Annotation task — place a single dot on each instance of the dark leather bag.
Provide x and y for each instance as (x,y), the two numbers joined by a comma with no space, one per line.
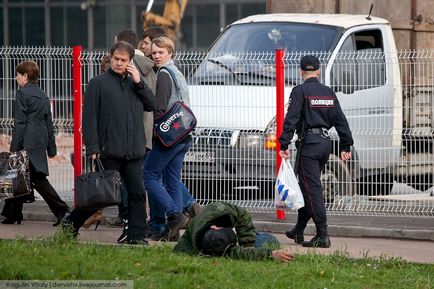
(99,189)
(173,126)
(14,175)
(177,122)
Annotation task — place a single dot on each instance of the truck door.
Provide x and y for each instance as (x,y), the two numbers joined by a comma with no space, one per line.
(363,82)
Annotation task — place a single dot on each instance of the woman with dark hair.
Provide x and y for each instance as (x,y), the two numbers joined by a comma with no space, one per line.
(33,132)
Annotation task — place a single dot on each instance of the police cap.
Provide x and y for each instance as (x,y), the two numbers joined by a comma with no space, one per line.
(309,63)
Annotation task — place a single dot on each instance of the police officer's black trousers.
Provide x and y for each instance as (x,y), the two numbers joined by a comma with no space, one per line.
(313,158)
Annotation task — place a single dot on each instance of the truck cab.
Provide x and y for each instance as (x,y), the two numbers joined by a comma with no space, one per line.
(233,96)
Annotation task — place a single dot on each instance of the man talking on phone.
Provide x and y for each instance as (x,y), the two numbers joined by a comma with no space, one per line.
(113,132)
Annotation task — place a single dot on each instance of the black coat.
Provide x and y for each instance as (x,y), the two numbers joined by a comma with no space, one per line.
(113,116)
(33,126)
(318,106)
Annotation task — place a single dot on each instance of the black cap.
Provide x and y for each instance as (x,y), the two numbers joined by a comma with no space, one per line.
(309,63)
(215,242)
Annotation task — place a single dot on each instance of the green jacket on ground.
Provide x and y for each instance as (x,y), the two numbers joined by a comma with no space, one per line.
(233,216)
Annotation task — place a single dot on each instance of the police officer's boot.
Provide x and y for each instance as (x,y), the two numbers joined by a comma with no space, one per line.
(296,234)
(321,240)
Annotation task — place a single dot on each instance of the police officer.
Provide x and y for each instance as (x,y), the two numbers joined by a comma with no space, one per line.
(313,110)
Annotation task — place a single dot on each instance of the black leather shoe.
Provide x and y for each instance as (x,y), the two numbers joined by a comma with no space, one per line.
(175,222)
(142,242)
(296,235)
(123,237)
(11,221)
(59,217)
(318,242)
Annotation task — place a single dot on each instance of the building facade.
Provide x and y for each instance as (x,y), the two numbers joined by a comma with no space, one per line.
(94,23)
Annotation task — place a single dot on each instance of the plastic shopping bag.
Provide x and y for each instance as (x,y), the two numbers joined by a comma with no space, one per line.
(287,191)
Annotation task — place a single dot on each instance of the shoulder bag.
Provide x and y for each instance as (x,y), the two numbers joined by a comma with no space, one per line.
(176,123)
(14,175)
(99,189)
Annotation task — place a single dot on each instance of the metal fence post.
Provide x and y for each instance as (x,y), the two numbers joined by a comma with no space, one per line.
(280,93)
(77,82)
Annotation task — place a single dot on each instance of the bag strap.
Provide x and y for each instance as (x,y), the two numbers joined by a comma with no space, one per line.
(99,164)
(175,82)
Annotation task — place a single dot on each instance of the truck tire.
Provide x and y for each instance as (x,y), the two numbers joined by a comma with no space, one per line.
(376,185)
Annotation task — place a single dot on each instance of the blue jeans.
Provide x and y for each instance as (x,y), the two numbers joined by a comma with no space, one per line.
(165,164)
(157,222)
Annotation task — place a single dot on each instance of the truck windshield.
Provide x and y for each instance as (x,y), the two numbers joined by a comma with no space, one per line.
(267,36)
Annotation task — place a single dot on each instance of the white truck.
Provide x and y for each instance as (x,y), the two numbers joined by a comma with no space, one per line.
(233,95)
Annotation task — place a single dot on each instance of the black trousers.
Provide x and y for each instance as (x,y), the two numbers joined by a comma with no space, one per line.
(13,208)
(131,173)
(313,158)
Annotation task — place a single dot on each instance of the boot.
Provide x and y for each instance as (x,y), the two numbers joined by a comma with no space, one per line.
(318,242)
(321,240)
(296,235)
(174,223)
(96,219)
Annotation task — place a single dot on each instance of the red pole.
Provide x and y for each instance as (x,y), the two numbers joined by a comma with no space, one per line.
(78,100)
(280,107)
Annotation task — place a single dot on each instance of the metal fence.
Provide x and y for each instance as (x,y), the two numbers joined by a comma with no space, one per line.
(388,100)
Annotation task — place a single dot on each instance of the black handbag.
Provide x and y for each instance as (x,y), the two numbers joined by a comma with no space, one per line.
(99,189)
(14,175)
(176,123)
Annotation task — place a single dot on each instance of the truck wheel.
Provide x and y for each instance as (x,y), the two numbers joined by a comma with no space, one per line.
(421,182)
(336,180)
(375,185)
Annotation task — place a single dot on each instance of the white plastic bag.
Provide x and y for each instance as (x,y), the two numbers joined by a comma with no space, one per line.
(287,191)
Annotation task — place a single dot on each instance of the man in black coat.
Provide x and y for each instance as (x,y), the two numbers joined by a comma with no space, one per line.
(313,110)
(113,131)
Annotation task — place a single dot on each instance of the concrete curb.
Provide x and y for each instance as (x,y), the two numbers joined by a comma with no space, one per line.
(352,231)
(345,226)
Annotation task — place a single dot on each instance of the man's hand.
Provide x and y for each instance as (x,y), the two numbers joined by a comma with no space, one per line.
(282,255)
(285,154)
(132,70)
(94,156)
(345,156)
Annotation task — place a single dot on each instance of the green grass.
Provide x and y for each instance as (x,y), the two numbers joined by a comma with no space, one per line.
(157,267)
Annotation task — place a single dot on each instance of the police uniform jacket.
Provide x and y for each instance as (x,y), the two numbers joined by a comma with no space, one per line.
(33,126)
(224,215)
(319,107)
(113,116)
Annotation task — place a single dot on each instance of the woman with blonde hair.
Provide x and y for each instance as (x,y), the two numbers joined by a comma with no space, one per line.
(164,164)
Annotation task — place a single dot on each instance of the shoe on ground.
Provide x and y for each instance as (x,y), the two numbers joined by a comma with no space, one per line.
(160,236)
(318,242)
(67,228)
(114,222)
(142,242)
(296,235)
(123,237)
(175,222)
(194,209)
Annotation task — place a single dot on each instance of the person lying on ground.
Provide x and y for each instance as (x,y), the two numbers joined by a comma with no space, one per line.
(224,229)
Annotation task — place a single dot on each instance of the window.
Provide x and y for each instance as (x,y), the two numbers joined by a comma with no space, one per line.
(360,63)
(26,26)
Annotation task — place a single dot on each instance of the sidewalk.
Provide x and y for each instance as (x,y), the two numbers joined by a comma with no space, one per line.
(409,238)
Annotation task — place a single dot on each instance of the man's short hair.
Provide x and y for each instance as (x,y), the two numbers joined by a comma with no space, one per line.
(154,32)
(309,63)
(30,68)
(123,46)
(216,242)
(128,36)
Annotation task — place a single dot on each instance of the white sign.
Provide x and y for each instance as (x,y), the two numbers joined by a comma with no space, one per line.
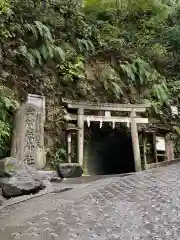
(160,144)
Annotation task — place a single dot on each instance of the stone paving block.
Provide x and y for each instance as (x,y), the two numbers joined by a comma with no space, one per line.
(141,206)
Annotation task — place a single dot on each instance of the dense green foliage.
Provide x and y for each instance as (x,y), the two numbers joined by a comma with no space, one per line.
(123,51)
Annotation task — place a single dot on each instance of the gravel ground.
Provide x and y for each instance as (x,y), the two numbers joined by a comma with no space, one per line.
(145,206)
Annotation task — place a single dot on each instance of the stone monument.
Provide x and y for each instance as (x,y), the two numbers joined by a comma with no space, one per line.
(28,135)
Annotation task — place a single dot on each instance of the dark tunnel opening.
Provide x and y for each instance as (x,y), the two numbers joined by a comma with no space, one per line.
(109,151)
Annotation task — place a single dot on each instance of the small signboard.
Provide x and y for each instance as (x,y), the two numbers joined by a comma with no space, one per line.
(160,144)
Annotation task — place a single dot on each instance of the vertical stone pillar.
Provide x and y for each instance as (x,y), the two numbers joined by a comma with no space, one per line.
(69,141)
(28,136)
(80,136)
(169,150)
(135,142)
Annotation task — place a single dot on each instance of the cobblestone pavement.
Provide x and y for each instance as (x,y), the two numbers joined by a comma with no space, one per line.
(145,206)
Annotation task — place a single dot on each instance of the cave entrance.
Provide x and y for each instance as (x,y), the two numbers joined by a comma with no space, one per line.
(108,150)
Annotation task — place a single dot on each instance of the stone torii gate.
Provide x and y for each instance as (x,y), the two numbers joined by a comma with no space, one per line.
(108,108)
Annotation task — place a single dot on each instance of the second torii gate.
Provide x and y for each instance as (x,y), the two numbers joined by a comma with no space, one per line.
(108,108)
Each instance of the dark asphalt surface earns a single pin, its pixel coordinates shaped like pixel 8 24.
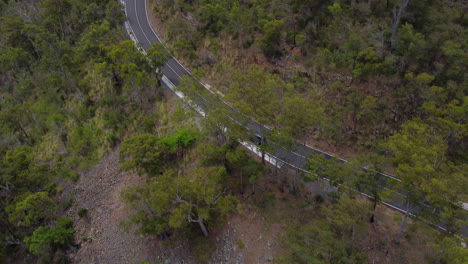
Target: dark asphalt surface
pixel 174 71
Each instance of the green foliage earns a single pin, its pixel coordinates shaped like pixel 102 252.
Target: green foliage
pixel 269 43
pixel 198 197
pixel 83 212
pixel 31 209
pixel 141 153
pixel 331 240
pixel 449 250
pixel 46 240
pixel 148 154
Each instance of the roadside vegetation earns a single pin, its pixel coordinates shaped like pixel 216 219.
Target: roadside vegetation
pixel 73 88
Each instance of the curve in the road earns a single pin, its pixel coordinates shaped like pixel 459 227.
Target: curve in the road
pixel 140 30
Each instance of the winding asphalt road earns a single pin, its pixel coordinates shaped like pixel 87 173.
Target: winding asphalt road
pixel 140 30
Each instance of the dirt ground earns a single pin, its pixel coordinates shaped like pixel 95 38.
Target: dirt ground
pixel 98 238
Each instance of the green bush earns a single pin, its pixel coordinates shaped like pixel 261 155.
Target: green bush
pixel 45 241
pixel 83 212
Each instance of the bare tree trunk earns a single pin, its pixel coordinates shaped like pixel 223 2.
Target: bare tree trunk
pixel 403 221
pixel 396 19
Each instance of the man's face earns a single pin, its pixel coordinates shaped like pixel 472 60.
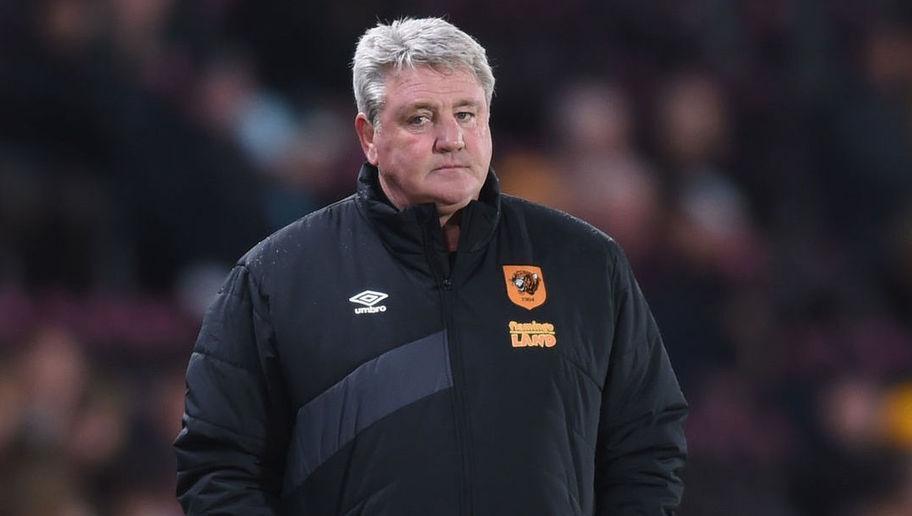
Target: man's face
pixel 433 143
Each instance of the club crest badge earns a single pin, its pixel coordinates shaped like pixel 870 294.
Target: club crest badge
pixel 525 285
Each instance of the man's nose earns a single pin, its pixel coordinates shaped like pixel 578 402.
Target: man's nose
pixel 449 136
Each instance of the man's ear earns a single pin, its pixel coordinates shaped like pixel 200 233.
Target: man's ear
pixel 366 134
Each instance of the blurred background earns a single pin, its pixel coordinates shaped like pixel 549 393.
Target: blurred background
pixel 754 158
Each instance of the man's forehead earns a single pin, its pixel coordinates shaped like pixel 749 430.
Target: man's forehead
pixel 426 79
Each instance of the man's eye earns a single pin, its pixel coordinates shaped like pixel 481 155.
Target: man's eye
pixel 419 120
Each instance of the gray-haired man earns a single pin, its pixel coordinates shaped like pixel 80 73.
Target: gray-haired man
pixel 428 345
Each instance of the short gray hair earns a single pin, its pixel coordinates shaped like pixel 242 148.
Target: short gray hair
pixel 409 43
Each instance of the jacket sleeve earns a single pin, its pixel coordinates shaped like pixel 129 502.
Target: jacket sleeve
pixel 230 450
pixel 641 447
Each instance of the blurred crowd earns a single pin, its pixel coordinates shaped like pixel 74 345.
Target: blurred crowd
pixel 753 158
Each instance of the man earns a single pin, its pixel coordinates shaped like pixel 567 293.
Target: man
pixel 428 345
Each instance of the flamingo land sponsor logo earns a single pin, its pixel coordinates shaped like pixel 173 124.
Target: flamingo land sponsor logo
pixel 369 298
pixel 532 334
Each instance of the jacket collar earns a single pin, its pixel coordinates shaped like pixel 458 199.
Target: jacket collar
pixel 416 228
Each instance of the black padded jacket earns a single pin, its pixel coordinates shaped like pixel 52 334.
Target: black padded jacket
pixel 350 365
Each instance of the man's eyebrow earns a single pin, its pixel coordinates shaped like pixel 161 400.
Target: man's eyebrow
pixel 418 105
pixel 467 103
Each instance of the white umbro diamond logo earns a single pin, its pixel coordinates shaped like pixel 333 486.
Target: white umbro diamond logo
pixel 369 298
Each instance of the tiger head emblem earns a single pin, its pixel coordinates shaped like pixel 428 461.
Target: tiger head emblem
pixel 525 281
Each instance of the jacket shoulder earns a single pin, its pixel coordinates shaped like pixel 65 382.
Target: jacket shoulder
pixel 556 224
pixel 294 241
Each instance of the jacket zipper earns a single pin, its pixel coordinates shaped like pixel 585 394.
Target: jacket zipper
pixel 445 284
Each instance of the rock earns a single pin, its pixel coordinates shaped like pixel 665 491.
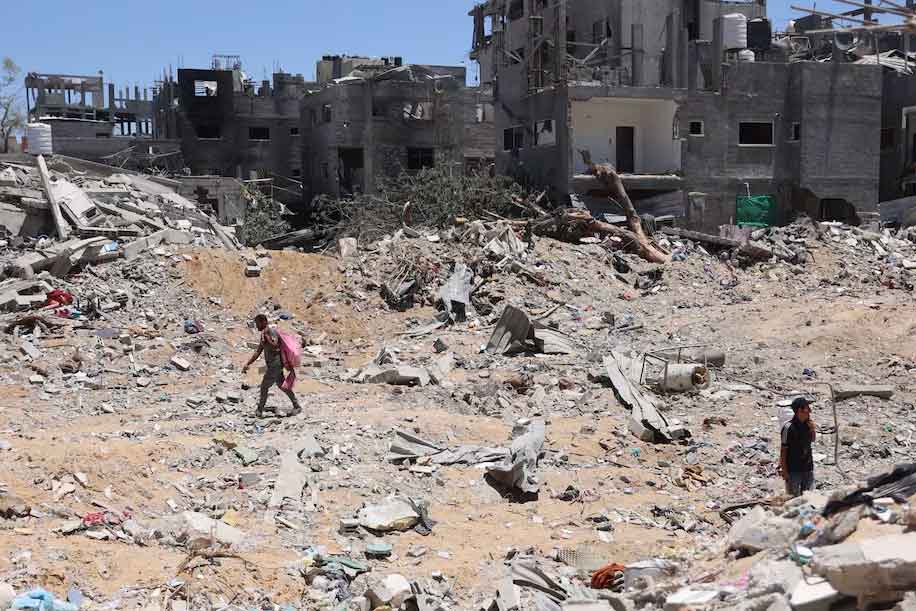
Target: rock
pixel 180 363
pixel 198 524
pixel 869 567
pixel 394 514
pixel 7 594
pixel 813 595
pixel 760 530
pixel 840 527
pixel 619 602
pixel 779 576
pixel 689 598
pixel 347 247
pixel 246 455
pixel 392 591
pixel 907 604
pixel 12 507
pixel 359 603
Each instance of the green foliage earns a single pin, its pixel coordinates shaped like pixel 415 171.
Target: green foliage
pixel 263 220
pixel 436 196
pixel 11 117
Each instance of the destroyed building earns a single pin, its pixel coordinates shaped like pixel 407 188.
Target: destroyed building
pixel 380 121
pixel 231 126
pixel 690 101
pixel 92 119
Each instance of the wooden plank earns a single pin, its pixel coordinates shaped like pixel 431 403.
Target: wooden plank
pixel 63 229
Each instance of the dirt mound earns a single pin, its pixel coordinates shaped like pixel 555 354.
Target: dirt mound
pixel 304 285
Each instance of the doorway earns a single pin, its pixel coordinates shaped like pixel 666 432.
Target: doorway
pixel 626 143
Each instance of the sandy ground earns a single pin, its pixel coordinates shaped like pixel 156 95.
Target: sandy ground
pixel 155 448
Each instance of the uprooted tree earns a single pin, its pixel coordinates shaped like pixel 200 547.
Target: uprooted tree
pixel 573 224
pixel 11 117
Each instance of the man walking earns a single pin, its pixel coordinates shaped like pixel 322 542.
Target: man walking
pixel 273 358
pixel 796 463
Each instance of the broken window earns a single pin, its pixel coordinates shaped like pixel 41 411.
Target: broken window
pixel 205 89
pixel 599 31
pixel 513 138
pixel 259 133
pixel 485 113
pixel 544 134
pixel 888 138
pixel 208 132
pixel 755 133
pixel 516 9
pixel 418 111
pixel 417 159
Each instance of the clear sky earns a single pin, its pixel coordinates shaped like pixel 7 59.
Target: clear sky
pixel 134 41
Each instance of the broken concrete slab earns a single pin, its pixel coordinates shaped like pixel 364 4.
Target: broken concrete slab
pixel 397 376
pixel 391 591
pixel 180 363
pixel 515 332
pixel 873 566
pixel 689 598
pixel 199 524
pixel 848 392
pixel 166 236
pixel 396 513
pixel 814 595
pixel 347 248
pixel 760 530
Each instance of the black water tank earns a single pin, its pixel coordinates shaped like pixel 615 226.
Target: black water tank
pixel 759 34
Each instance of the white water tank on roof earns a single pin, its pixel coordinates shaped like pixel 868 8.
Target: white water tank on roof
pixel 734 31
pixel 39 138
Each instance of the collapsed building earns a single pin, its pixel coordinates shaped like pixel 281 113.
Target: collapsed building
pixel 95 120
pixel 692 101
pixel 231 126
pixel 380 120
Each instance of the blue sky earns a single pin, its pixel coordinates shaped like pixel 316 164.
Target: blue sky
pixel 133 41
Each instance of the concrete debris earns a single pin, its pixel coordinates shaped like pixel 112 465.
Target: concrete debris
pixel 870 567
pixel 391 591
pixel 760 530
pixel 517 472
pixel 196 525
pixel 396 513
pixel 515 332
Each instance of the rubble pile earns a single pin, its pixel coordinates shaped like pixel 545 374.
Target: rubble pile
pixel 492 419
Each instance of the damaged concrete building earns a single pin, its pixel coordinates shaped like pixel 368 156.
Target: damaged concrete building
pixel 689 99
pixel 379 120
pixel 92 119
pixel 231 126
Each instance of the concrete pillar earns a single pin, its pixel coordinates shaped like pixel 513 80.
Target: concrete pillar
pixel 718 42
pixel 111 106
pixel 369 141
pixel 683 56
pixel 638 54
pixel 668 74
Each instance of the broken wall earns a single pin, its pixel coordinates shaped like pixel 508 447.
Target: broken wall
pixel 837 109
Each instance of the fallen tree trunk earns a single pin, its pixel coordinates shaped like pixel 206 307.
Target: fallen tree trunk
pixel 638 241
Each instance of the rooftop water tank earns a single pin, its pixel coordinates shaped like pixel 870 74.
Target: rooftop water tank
- - - - - - -
= Exercise details =
Stop at the line containing "with dark hair." and include it. Everything from the first line of the material up to there is to be repeated exactly, leaving out pictures.

= Task solution =
Annotation task — place a single dot on each instance of the dark leather bag.
Provide x and y for each instance as (x,y), the two numbers joined by a comma with no space, one per line.
(99,189)
(173,126)
(14,175)
(177,122)
Annotation task — place a single dot on each instance of the truck door.
Provide x and y for each instance as (x,y), the two numbers joined by a comma with no space, one per line.
(363,82)
Annotation task — place a single dot on each instance of the woman with dark hair.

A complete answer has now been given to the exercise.